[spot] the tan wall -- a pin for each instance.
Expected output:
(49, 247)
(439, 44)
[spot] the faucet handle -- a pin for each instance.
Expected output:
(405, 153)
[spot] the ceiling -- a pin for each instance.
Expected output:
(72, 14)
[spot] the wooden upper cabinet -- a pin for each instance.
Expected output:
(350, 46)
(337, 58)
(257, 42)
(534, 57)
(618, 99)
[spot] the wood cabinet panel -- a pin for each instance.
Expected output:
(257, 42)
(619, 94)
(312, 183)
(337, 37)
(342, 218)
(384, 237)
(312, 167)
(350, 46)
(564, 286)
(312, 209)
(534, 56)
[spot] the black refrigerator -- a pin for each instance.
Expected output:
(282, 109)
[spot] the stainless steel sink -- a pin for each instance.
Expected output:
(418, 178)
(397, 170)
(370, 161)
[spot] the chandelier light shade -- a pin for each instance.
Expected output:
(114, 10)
○ ○ ○ ○ ○
WHAT IS NEEDED —
Exactly repeat the lines from the line that contains "[spot] the faucet" to the end of the entries, both included, and leave out all other lines.

EXERCISE OUTPUT —
[spot] the faucet handle -- a pin for each instance.
Expected output:
(405, 153)
[spot] the ceiling -- a pin for each instance.
Expected output:
(72, 14)
[spot] the wooden upper cabinet -- a pin for each instance.
Expected output:
(350, 46)
(337, 58)
(257, 42)
(534, 57)
(618, 99)
[spot] the wood cabinet panel -- a pin for each instance.
Expected output:
(257, 42)
(619, 94)
(312, 183)
(337, 37)
(342, 218)
(384, 237)
(312, 167)
(350, 46)
(564, 286)
(312, 209)
(534, 56)
[spot] the black refrigerator -- a pin for each instance.
Expected output:
(282, 109)
[spot] the stainless steel sink -- a pin for each instance.
Expected output:
(418, 178)
(397, 170)
(370, 161)
[spot] the chandelier light shade -- a pin for each instance.
Expected output:
(114, 10)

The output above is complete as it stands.